A run of records:
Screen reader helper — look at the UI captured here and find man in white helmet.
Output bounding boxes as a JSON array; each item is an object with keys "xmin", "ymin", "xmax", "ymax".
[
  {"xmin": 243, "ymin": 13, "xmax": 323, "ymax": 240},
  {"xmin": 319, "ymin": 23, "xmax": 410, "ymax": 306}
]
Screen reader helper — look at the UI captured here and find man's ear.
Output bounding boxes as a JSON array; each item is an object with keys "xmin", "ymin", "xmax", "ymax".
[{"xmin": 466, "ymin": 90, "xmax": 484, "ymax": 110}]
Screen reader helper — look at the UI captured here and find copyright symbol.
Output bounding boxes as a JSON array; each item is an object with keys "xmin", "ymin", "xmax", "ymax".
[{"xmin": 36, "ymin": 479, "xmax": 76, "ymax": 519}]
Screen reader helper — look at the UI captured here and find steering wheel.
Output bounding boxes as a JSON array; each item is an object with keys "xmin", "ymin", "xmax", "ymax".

• [The exercise] Please rewrite the material above, swapping every "Screen reader helper" for "Accessibility assistant" and leaving everything else untouched.

• [Answer for the task]
Accessibility assistant — look at the UI captured here and find man in white helmet.
Output bounding boxes as a JSON array; each item is an object with keys "xmin", "ymin", "xmax", "ymax".
[
  {"xmin": 243, "ymin": 13, "xmax": 323, "ymax": 240},
  {"xmin": 319, "ymin": 23, "xmax": 410, "ymax": 306}
]
Accessibility assistant — look at the UI captured here and find man's ear.
Output bounding boxes as a JSON array; each item is an object with keys "xmin", "ymin", "xmax", "ymax".
[{"xmin": 466, "ymin": 90, "xmax": 484, "ymax": 110}]
Accessibility assistant — look at the UI captured here and find copyright symbol.
Output bounding boxes as a JSON array; each item is an object with keys "xmin", "ymin", "xmax", "ymax".
[{"xmin": 36, "ymin": 479, "xmax": 76, "ymax": 519}]
Accessibility assistant — look at the UI captured here and find steering wheel.
Output bounding boxes as a JSON array; each item is an object with keys "xmin", "ymin", "xmax", "ymax".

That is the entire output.